▶ **Aim**:
For this exercise, repeat all of the material verbatim apart from its images.

----------

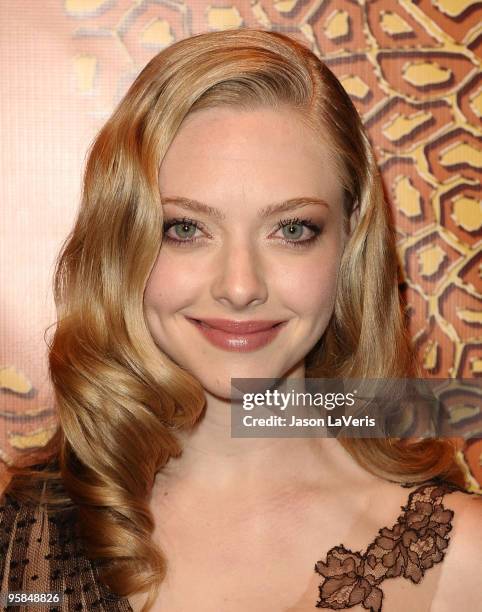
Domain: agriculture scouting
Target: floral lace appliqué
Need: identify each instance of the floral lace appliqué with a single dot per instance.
(414, 544)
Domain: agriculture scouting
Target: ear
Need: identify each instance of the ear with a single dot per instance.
(355, 215)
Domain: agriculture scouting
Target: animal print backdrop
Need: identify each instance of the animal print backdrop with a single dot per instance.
(412, 69)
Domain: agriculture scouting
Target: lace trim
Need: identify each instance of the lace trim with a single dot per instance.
(414, 544)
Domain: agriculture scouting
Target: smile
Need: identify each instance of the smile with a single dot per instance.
(238, 336)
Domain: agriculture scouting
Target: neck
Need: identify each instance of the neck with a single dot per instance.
(213, 458)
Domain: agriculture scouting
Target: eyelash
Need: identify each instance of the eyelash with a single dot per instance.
(316, 229)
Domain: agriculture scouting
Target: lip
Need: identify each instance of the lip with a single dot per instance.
(239, 336)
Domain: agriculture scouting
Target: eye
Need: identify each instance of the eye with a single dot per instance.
(293, 230)
(184, 230)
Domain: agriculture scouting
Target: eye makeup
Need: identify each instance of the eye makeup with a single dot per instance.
(188, 224)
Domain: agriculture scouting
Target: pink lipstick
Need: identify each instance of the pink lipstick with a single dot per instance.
(239, 336)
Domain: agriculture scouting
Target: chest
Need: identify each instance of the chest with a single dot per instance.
(264, 562)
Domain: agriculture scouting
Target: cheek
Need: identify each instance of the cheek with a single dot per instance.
(171, 285)
(310, 289)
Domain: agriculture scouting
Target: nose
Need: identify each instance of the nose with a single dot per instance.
(240, 280)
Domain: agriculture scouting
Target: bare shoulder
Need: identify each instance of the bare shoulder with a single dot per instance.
(459, 583)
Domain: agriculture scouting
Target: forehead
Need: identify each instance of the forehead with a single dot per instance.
(227, 155)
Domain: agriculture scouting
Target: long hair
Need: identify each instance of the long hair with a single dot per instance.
(120, 400)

----------

▶ **Task result**:
Domain: agriculture scouting
Target: floral lace appliqué
Need: identify each instance of the floral lace appliqué with a single dot per instance.
(414, 544)
Domain: agriculture scouting
Target: ear
Need: identify each instance of the ear with a single dot per instance.
(355, 215)
Domain: agriculture scouting
Target: animal print backdrop
Need: identify each instance of the animal print backdrop with a single dot per instance.
(412, 69)
Domain: agriculture scouting
Target: lace trim
Need: identify each instance of the lace trim with a single dot per instance.
(414, 544)
Domain: agriculture scouting
Target: smile
Need: identify each instance of the smile with a single dot per instance.
(238, 336)
Domain: agriculture scouting
Target: neck
Need: identify each instance of the neck with a single dot per instance.
(213, 458)
Domain: agriculture scouting
Target: eyelash
Need: identify each instance of the eyelash with a single dot per instance.
(316, 229)
Domain: agriculture scouting
Target: lip
Need: identify each instance of the lip with a single dot per instance.
(239, 336)
Domain: agriculture scouting
Target: eye
Need: identify each instance of the eye with a single dot per instance.
(293, 230)
(184, 230)
Domain: agriculture scouting
Target: eye makeup
Need: identify each instance of the eye makeup with a single dot per instance.
(188, 224)
Domain: agriculture scouting
Target: pink lipstick
Need: identify each instance of the pink lipstick with a single dot per instance.
(239, 336)
Domain: agriculture scouting
Target: chest
Need: identify each instance of the chest with a single dot per instance.
(264, 562)
Domain: agriculture scouting
Target: cheek
Need: identify each instance of the cheek with a single dot per instance.
(171, 285)
(310, 289)
Domain: agriculture scouting
Target: nose
Need: identify each instance of the nose with a single dot per instance.
(240, 280)
Domain: agriculture scouting
Target: bare shoulder
Need: identify each instance of the bare shoulder with a single dot per instance.
(459, 583)
Domain: agriculture scouting
Target: forehead
Need: identify each instance of the forehead with a single dot per instance.
(227, 155)
Domain: agriculture scouting
Target: long hair
Need: identify each instance of the long hair with a single dot per instance.
(120, 400)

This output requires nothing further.